[Opening Material for the task section]

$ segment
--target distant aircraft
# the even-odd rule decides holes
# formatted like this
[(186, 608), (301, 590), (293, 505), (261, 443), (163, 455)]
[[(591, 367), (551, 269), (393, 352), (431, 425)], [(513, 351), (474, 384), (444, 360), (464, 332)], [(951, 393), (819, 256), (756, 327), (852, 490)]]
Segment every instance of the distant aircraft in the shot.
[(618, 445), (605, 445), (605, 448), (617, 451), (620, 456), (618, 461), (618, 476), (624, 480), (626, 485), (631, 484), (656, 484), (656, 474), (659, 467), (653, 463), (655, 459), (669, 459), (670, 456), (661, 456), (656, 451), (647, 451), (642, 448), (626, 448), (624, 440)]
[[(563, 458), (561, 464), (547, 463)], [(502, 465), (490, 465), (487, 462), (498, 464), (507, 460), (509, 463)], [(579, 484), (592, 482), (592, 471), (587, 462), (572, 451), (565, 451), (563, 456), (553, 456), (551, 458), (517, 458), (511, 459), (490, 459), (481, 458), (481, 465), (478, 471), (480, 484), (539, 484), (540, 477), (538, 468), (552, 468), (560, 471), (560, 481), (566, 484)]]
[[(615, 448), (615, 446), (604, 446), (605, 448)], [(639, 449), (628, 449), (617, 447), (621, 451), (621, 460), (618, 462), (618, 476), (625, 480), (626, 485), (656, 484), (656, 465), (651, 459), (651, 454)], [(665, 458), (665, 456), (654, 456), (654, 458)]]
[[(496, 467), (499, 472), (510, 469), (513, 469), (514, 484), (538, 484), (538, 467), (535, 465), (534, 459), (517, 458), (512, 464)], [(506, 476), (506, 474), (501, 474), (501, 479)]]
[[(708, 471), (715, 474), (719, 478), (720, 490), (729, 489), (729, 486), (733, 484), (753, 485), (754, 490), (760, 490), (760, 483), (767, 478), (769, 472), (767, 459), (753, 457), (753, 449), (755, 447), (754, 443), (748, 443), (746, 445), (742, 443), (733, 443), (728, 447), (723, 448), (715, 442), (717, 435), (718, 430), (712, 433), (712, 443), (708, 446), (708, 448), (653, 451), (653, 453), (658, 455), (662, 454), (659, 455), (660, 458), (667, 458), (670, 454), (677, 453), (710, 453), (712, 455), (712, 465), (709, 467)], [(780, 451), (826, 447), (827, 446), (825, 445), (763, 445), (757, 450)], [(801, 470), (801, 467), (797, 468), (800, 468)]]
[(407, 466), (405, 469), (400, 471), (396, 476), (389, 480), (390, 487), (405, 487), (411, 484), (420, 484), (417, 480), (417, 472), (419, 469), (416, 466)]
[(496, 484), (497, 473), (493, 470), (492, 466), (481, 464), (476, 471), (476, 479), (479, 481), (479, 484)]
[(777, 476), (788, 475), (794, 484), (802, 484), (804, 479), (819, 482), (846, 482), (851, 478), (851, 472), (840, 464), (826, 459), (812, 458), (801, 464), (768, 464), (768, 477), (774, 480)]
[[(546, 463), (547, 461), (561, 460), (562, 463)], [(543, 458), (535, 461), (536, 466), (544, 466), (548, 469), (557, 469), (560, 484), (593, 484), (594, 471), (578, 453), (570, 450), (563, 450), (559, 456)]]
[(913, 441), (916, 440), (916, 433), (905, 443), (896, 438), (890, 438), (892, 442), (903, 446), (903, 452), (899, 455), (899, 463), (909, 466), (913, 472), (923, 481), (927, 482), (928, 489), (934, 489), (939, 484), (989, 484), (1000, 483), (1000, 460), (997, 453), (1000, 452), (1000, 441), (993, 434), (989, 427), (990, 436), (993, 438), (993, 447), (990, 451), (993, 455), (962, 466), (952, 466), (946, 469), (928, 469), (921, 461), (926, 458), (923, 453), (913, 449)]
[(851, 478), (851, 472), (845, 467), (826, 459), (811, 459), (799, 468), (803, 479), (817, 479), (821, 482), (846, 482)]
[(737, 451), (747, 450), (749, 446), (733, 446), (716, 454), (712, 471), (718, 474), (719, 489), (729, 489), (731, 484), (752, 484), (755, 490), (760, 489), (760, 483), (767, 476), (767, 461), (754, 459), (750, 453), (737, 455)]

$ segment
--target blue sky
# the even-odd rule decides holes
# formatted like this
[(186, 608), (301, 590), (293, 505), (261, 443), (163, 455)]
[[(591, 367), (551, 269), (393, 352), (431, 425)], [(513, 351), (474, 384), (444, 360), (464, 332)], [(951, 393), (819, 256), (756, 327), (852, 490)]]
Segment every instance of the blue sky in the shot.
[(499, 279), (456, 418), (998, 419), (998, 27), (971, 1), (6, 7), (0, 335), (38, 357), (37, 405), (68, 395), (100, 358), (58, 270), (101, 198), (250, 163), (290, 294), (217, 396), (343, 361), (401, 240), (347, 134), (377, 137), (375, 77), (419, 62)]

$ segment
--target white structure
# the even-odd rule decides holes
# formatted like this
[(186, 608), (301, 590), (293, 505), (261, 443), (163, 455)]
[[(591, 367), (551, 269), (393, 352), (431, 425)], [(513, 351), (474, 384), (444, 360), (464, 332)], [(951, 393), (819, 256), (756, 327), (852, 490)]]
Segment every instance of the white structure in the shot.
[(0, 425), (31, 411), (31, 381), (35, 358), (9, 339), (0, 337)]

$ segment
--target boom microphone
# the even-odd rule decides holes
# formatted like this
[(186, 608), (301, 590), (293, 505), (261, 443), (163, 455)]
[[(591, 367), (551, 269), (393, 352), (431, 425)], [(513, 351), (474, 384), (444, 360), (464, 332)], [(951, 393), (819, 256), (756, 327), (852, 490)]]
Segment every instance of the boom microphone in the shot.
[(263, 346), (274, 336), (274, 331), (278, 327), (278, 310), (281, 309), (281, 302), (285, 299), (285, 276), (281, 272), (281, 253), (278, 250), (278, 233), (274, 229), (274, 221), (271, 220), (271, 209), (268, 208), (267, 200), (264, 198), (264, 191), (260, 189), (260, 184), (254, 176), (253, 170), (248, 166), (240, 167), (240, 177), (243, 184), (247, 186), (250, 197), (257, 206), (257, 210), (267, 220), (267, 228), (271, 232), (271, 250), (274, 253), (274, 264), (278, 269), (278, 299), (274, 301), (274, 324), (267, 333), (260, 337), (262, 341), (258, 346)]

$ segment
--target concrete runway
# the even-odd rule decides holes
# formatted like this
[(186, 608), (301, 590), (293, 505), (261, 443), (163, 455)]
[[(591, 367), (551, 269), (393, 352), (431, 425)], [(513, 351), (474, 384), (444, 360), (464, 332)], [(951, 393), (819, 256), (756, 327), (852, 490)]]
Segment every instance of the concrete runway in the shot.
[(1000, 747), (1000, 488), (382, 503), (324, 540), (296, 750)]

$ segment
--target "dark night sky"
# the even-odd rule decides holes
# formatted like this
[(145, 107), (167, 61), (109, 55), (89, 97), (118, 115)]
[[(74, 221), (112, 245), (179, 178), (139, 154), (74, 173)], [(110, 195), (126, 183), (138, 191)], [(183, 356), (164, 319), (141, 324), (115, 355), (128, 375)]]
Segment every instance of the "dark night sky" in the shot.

[Closing Material for the task section]

* Your instructions:
Exactly as written, transcribe every line shown above.

* Response area:
$ segment
--target distant aircraft
# the even-odd rule decides holes
# formatted like this
[(186, 608), (301, 590), (293, 505), (261, 443), (163, 455)]
[[(591, 367), (551, 269), (393, 352), (431, 425)], [(513, 351), (474, 384), (444, 360), (464, 332)], [(951, 393), (819, 256), (756, 327), (852, 490)]]
Segment every instance of the distant aircraft in the shot.
[(618, 445), (605, 445), (605, 448), (617, 451), (620, 456), (618, 461), (618, 476), (624, 480), (626, 485), (631, 484), (656, 484), (656, 474), (659, 467), (653, 463), (655, 459), (669, 459), (670, 456), (661, 456), (656, 451), (647, 451), (642, 448), (626, 448), (624, 440)]
[[(563, 458), (561, 464), (547, 463)], [(502, 465), (490, 465), (487, 462), (498, 464), (507, 460), (509, 463)], [(579, 484), (592, 482), (592, 471), (587, 462), (572, 451), (565, 451), (563, 456), (553, 456), (551, 458), (517, 458), (511, 459), (490, 459), (481, 458), (481, 465), (478, 471), (480, 484), (539, 484), (540, 477), (538, 468), (552, 468), (560, 471), (560, 481), (566, 484)]]
[[(615, 448), (615, 446), (604, 446), (605, 448)], [(639, 449), (628, 449), (617, 447), (621, 451), (621, 460), (618, 462), (618, 476), (625, 480), (626, 485), (656, 484), (656, 465), (651, 459), (651, 454)], [(665, 458), (665, 456), (654, 456), (654, 458)]]
[[(496, 467), (499, 472), (510, 469), (513, 469), (514, 484), (538, 484), (538, 467), (535, 465), (534, 459), (517, 458), (512, 464)], [(506, 476), (506, 474), (501, 474), (501, 479)]]
[[(708, 471), (715, 474), (719, 478), (720, 490), (729, 489), (729, 486), (733, 484), (753, 485), (754, 490), (760, 490), (760, 483), (767, 478), (769, 472), (767, 459), (753, 457), (753, 449), (755, 447), (754, 443), (748, 443), (746, 445), (742, 443), (733, 443), (728, 447), (723, 448), (715, 442), (717, 435), (718, 430), (712, 433), (712, 443), (708, 446), (708, 448), (653, 451), (653, 453), (658, 455), (662, 454), (659, 455), (660, 458), (667, 458), (670, 454), (677, 453), (710, 453), (712, 455), (712, 465), (709, 467)], [(780, 451), (826, 447), (827, 446), (825, 445), (763, 445), (757, 450)], [(801, 470), (801, 467), (797, 468), (800, 468)]]
[(407, 466), (405, 469), (400, 471), (396, 476), (389, 480), (390, 487), (405, 487), (411, 484), (420, 484), (417, 480), (417, 472), (419, 469), (416, 466)]
[(496, 484), (497, 473), (493, 470), (492, 466), (481, 464), (476, 471), (476, 479), (479, 481), (479, 484)]
[(777, 476), (788, 475), (794, 484), (802, 484), (804, 479), (819, 482), (846, 482), (851, 478), (851, 472), (840, 464), (826, 459), (812, 458), (801, 464), (768, 464), (768, 477), (774, 480)]
[[(546, 463), (547, 461), (561, 460), (562, 463)], [(543, 458), (535, 461), (536, 466), (544, 466), (548, 469), (557, 469), (560, 484), (593, 484), (594, 471), (578, 453), (570, 450), (563, 450), (559, 456)]]
[(913, 441), (916, 440), (916, 433), (905, 443), (896, 438), (890, 438), (892, 442), (903, 446), (903, 452), (899, 455), (899, 463), (909, 466), (913, 472), (923, 481), (927, 482), (928, 489), (934, 489), (939, 484), (989, 484), (1000, 483), (1000, 460), (997, 453), (1000, 452), (1000, 441), (993, 434), (989, 427), (990, 436), (993, 438), (993, 447), (990, 451), (993, 455), (962, 466), (952, 466), (946, 469), (928, 469), (921, 461), (926, 458), (923, 453), (913, 449)]
[(851, 478), (851, 472), (845, 467), (826, 459), (811, 459), (799, 468), (803, 479), (817, 479), (821, 482), (846, 482)]
[(737, 451), (747, 450), (749, 446), (733, 446), (716, 454), (712, 471), (718, 474), (719, 489), (729, 489), (731, 484), (752, 484), (755, 490), (760, 489), (760, 483), (767, 476), (767, 461), (754, 459), (750, 453), (737, 455)]

$ segment
--target blue sky
# the even-odd rule decides holes
# formatted like this
[(186, 608), (301, 590), (293, 505), (261, 443), (163, 455)]
[[(591, 367), (551, 269), (393, 352), (431, 425)], [(513, 351), (474, 384), (444, 360), (464, 332)], [(951, 393), (819, 256), (756, 327), (852, 490)]]
Segment every instance of the blue sky in the shot.
[(499, 279), (456, 418), (998, 419), (998, 27), (971, 1), (6, 7), (0, 335), (38, 357), (37, 405), (68, 395), (100, 358), (58, 270), (101, 198), (250, 163), (290, 294), (217, 396), (343, 361), (401, 240), (347, 134), (377, 137), (375, 77), (419, 62)]

$ segment
--target white structure
# the even-odd rule decides holes
# formatted like this
[(186, 608), (301, 590), (293, 505), (261, 443), (163, 455)]
[[(591, 367), (551, 269), (393, 352), (431, 425)], [(513, 351), (474, 384), (444, 360), (464, 332)], [(951, 393), (819, 256), (756, 327), (852, 490)]]
Segment every instance of the white structure in the shot.
[(0, 425), (31, 411), (31, 381), (35, 358), (9, 339), (0, 337)]

$ segment
--target boom microphone
# the even-odd rule decides holes
# formatted like this
[(186, 608), (301, 590), (293, 505), (261, 443), (163, 455)]
[[(591, 367), (551, 269), (393, 352), (431, 425)], [(513, 351), (474, 384), (444, 360), (464, 332)], [(951, 393), (819, 256), (756, 327), (852, 490)]]
Segment every instance of the boom microphone in the shot.
[(263, 346), (274, 336), (274, 331), (278, 327), (278, 310), (281, 309), (281, 302), (285, 299), (285, 276), (281, 272), (281, 253), (278, 250), (278, 233), (274, 229), (274, 221), (271, 220), (271, 209), (268, 208), (267, 200), (264, 198), (264, 191), (260, 189), (260, 184), (254, 176), (253, 170), (248, 166), (240, 167), (240, 177), (243, 184), (247, 186), (250, 197), (257, 206), (257, 210), (267, 220), (267, 228), (271, 232), (271, 250), (274, 253), (274, 264), (278, 269), (278, 299), (274, 301), (274, 324), (267, 333), (260, 337), (262, 341), (258, 346)]

$ segment
--target concrete runway
# the even-odd rule decides holes
# formatted like this
[(186, 608), (301, 590), (293, 505), (261, 443), (163, 455)]
[[(591, 367), (551, 269), (393, 352), (431, 425)], [(513, 351), (474, 384), (444, 360), (464, 332)], [(951, 393), (819, 256), (756, 327), (852, 490)]]
Segment every instance of the concrete runway in the shot.
[(1000, 747), (1000, 488), (382, 503), (324, 540), (296, 750)]

$ segment
--target "dark night sky"
# the even-odd rule decides holes
# formatted like this
[(145, 107), (167, 61), (109, 55), (89, 97), (118, 115)]
[[(74, 221), (112, 245), (179, 178), (139, 154), (74, 173)], [(110, 195), (126, 183), (138, 191)], [(183, 356), (164, 319), (141, 324), (115, 355), (128, 375)]]
Segment every instance of the "dark night sky" in the shot.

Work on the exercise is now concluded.